START RECORDS SUPPLIED

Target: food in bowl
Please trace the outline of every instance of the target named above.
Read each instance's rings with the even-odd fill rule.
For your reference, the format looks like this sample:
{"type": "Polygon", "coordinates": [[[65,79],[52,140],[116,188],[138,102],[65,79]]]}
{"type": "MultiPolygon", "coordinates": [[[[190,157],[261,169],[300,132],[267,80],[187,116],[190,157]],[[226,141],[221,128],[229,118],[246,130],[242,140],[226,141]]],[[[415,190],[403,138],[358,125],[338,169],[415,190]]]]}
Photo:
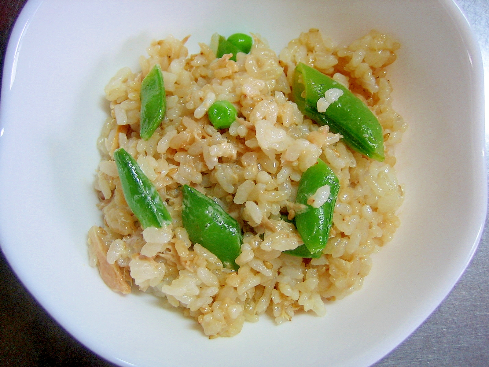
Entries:
{"type": "Polygon", "coordinates": [[[209,338],[266,313],[323,316],[400,225],[406,125],[386,69],[400,45],[372,31],[337,46],[311,29],[278,56],[258,35],[217,35],[189,56],[188,38],[152,43],[141,71],[105,88],[90,264],[209,338]]]}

END RECORDS SUPPLIED

■ **WORK REQUIRED**
Identify each line of the material that contains the string "type" and copy it. Case counts.

■ **THE RESULT**
{"type": "Polygon", "coordinates": [[[65,79],[52,140],[116,188],[138,102],[65,79]]]}
{"type": "MultiPolygon", "coordinates": [[[[190,157],[261,169],[300,132],[267,80],[187,116],[190,157]],[[226,141],[221,128],[229,118],[246,130],[242,140],[226,141]]],[[[415,190],[403,138],[358,125],[338,169],[415,190]]]]}
{"type": "Polygon", "coordinates": [[[209,338],[266,313],[323,316],[400,225],[406,125],[386,69],[400,45],[372,31],[337,46],[311,29],[278,56],[258,35],[217,35],[189,56],[188,38],[152,43],[141,71],[105,88],[90,264],[209,338]]]}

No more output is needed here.